Image-grounded pointing data:
========================
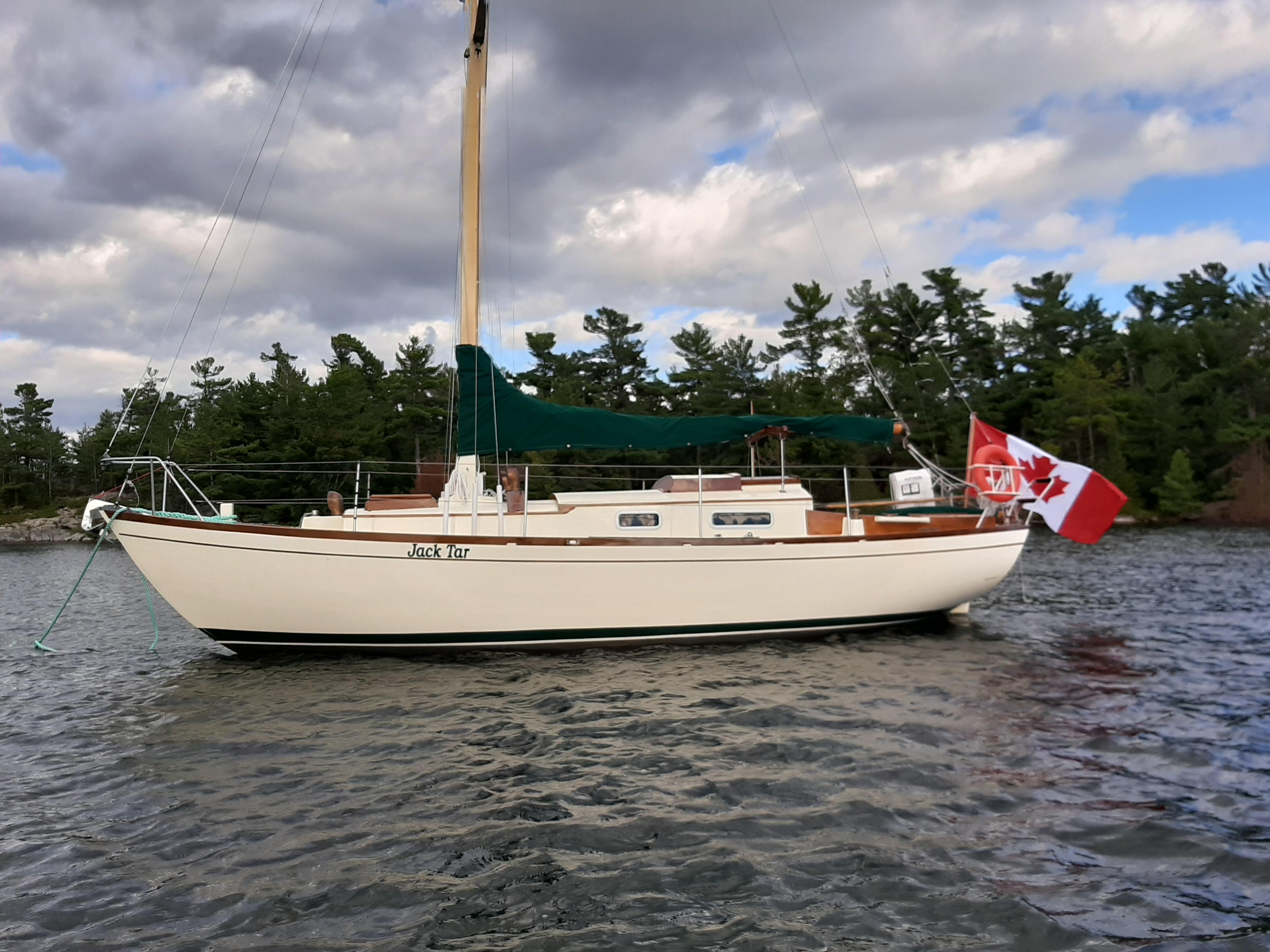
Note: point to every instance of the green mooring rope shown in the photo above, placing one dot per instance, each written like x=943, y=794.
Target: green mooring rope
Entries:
x=101, y=539
x=154, y=645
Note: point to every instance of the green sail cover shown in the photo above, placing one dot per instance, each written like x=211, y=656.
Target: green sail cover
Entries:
x=497, y=418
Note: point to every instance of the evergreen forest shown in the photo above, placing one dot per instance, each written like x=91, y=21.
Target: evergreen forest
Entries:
x=1168, y=399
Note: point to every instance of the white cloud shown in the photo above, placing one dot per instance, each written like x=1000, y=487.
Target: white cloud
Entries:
x=978, y=126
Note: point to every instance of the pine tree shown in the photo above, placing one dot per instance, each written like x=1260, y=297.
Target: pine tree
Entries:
x=618, y=369
x=416, y=388
x=695, y=386
x=808, y=334
x=1179, y=496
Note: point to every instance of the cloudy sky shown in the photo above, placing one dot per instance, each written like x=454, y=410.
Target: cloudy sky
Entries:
x=662, y=158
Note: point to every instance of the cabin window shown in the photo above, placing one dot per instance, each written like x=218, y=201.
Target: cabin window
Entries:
x=731, y=520
x=639, y=521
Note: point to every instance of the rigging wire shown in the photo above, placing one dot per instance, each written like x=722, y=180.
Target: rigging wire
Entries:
x=864, y=209
x=233, y=220
x=508, y=82
x=260, y=210
x=811, y=215
x=268, y=186
x=211, y=231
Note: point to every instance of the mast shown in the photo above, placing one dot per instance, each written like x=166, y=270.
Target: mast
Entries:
x=466, y=482
x=474, y=118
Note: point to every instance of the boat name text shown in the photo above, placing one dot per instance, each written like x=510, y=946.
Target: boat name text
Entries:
x=439, y=551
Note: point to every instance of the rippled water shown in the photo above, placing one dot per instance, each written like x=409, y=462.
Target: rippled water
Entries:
x=1083, y=766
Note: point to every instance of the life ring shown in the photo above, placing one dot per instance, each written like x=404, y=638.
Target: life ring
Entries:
x=996, y=475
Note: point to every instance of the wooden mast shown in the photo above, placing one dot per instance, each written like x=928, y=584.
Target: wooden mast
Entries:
x=474, y=116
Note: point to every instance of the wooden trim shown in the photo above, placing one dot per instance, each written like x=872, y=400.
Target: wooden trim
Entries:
x=822, y=524
x=290, y=531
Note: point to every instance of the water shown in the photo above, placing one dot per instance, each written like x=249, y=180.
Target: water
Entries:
x=1085, y=766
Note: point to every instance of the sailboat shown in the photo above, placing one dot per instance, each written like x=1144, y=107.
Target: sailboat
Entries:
x=695, y=558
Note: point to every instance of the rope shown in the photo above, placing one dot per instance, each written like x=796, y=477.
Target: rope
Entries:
x=106, y=531
x=150, y=602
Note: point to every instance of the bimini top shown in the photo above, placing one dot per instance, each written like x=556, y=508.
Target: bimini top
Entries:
x=497, y=418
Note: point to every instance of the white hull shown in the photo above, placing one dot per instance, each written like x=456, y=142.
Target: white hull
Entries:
x=299, y=589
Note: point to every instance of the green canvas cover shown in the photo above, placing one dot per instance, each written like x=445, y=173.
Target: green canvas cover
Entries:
x=497, y=418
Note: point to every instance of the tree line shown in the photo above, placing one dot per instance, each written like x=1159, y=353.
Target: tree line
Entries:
x=1169, y=400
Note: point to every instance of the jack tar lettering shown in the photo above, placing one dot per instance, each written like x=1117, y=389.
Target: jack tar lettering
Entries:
x=438, y=551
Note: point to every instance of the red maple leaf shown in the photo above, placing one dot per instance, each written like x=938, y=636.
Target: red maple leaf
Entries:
x=1056, y=489
x=1038, y=473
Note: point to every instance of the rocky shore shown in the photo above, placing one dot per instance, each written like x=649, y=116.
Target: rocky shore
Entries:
x=64, y=527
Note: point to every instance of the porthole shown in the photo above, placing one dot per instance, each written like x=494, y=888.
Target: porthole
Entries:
x=735, y=520
x=639, y=521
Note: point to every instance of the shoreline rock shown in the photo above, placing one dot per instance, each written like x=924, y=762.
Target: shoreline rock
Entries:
x=64, y=527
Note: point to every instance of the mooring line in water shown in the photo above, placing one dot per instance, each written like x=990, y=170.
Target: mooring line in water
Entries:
x=101, y=539
x=150, y=602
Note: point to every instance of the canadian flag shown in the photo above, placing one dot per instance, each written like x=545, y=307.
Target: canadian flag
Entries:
x=1073, y=499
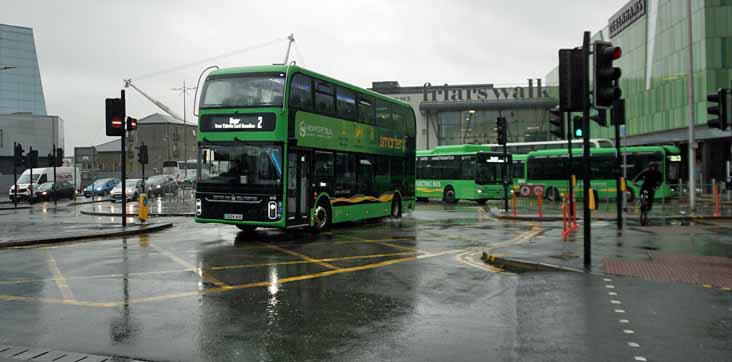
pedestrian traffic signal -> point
(605, 89)
(720, 111)
(131, 124)
(557, 123)
(601, 117)
(618, 112)
(18, 155)
(115, 115)
(578, 126)
(142, 154)
(501, 130)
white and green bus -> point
(284, 147)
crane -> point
(166, 109)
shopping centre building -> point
(458, 114)
(654, 37)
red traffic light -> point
(617, 53)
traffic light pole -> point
(54, 175)
(124, 168)
(587, 219)
(15, 176)
(570, 136)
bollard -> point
(539, 200)
(717, 210)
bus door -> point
(298, 187)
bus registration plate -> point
(233, 216)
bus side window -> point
(346, 103)
(301, 95)
(324, 98)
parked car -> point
(160, 185)
(64, 190)
(101, 187)
(134, 189)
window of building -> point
(301, 92)
(346, 103)
(324, 98)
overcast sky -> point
(86, 48)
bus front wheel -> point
(247, 228)
(450, 196)
(321, 216)
(396, 207)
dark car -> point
(64, 190)
(160, 185)
(101, 187)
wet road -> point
(407, 290)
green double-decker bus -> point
(551, 169)
(284, 147)
(460, 172)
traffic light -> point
(32, 159)
(501, 130)
(618, 112)
(720, 111)
(131, 124)
(115, 115)
(557, 123)
(600, 117)
(18, 155)
(142, 154)
(578, 125)
(571, 80)
(59, 157)
(605, 89)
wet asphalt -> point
(397, 290)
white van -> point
(42, 175)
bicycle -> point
(644, 207)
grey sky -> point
(85, 48)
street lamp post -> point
(185, 90)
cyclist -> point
(651, 178)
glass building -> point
(21, 90)
(654, 37)
(460, 114)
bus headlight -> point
(272, 210)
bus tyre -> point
(450, 196)
(321, 216)
(552, 194)
(396, 207)
(247, 228)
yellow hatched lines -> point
(301, 256)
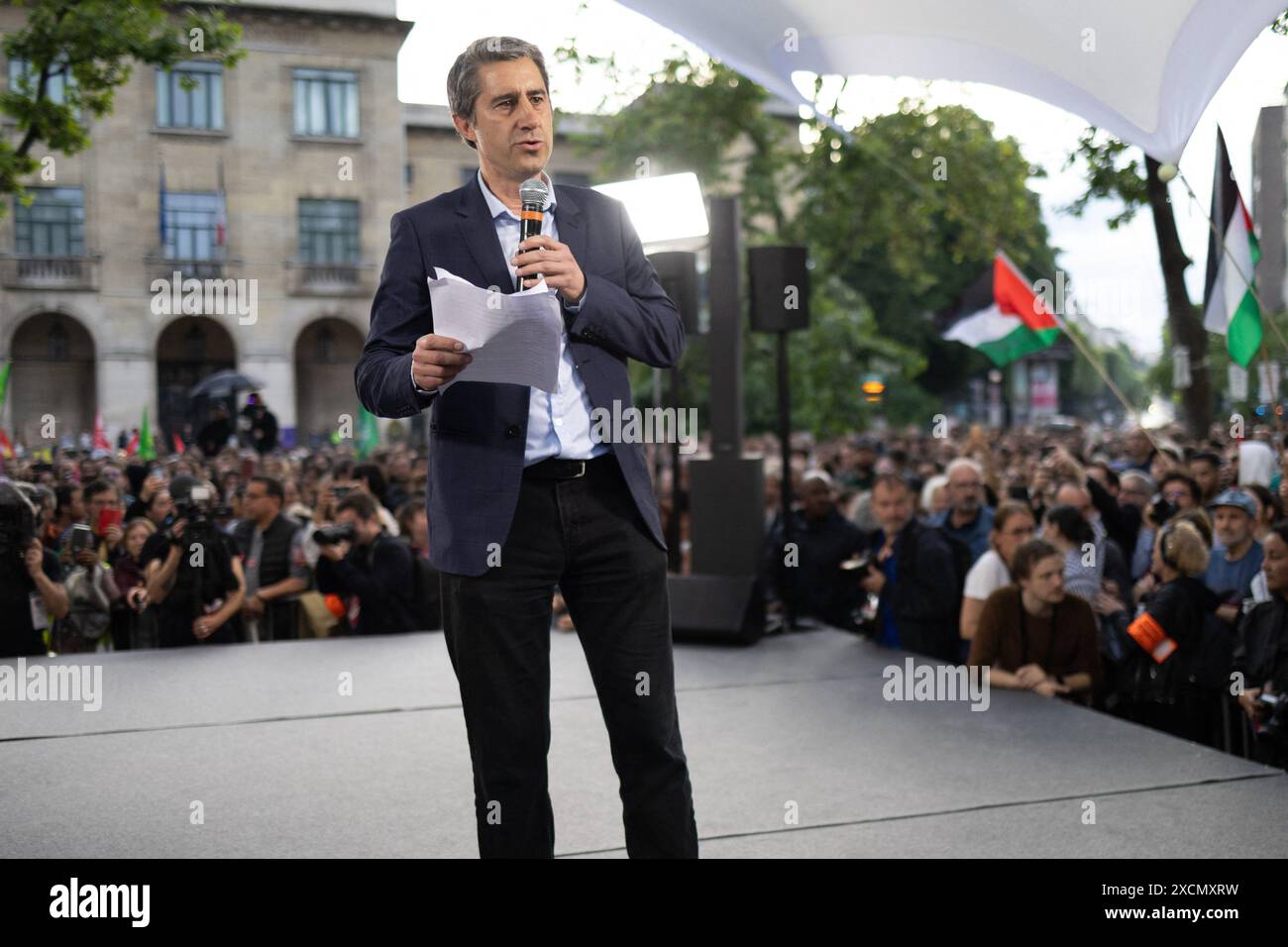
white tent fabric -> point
(1142, 69)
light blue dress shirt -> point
(559, 423)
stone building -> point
(271, 183)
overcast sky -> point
(1099, 260)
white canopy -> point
(1142, 69)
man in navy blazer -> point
(523, 495)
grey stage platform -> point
(283, 766)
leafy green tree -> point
(1116, 170)
(898, 219)
(93, 47)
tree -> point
(887, 247)
(93, 47)
(911, 211)
(1117, 170)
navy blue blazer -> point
(477, 431)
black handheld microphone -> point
(533, 195)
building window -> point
(329, 231)
(22, 76)
(54, 223)
(198, 107)
(191, 222)
(574, 178)
(326, 103)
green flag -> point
(369, 432)
(147, 449)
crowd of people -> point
(116, 553)
(1142, 574)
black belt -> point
(563, 468)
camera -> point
(81, 538)
(331, 535)
(196, 513)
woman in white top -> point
(1013, 526)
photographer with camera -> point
(816, 585)
(30, 577)
(361, 562)
(193, 573)
(273, 561)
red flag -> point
(101, 441)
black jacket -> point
(380, 577)
(273, 567)
(816, 585)
(1180, 607)
(925, 594)
(1260, 637)
(1122, 521)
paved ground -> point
(283, 764)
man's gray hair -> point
(463, 78)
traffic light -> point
(872, 388)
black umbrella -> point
(223, 382)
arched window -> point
(58, 342)
(325, 341)
(194, 343)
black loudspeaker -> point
(678, 272)
(772, 270)
(716, 608)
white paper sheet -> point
(514, 337)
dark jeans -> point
(588, 536)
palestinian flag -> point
(101, 442)
(1229, 307)
(1001, 316)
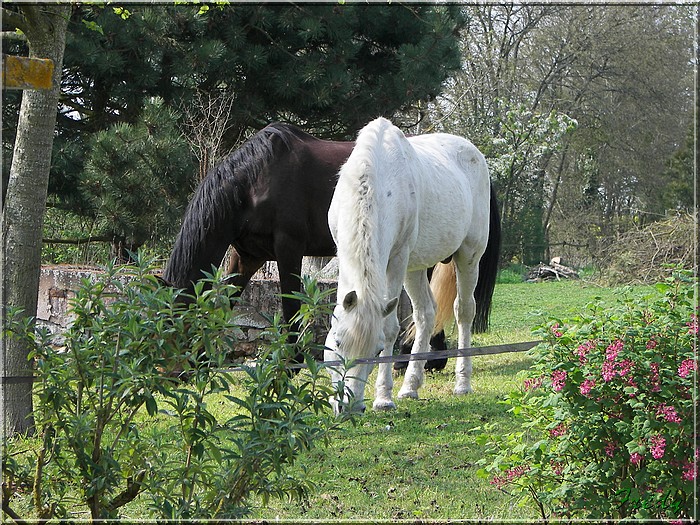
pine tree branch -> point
(84, 240)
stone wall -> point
(58, 285)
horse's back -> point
(453, 184)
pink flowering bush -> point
(606, 414)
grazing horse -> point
(400, 207)
(269, 199)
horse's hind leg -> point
(242, 268)
(467, 263)
(423, 303)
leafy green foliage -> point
(607, 413)
(136, 355)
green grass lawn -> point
(420, 461)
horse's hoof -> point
(383, 404)
(408, 394)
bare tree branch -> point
(12, 20)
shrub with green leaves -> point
(607, 413)
(116, 419)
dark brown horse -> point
(269, 200)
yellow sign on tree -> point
(26, 73)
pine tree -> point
(137, 179)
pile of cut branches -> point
(644, 255)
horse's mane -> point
(223, 191)
(359, 183)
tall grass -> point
(419, 461)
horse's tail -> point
(488, 269)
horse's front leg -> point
(467, 264)
(418, 290)
(385, 381)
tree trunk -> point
(45, 27)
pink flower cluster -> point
(658, 446)
(610, 449)
(557, 467)
(687, 368)
(558, 431)
(613, 349)
(583, 350)
(654, 377)
(558, 380)
(668, 413)
(611, 367)
(556, 331)
(510, 475)
(587, 386)
(636, 458)
(532, 384)
(690, 468)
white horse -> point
(401, 206)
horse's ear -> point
(350, 300)
(390, 306)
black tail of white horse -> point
(443, 283)
(488, 269)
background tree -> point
(22, 218)
(622, 73)
(328, 68)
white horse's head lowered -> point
(356, 333)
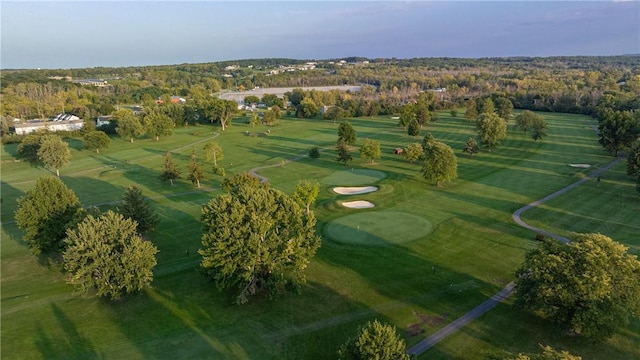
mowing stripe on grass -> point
(378, 228)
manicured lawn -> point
(470, 252)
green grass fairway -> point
(378, 228)
(353, 177)
(464, 230)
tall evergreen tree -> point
(137, 207)
(195, 170)
(375, 341)
(472, 110)
(54, 153)
(169, 169)
(343, 153)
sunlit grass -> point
(471, 253)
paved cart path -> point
(439, 335)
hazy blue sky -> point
(74, 34)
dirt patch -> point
(429, 320)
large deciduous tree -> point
(307, 108)
(29, 146)
(633, 160)
(470, 146)
(504, 107)
(440, 164)
(170, 170)
(137, 207)
(413, 152)
(221, 111)
(107, 255)
(129, 124)
(370, 150)
(618, 129)
(54, 153)
(375, 341)
(492, 129)
(538, 128)
(333, 113)
(255, 239)
(158, 124)
(590, 286)
(346, 133)
(213, 151)
(526, 119)
(488, 107)
(306, 193)
(472, 110)
(413, 129)
(45, 212)
(95, 140)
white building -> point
(62, 122)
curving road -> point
(439, 335)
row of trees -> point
(171, 172)
(101, 252)
(46, 148)
(257, 239)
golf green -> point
(353, 177)
(378, 228)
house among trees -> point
(103, 120)
(62, 122)
(174, 100)
(91, 82)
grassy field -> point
(469, 253)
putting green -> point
(353, 177)
(378, 228)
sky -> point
(79, 34)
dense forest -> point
(579, 84)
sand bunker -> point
(360, 204)
(355, 190)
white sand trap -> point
(355, 190)
(360, 204)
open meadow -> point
(424, 255)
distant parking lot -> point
(279, 92)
========================
## Problem requirements
State how many lines of the entries above include the string "bimini". The reply is that number alone.

## Answer box
2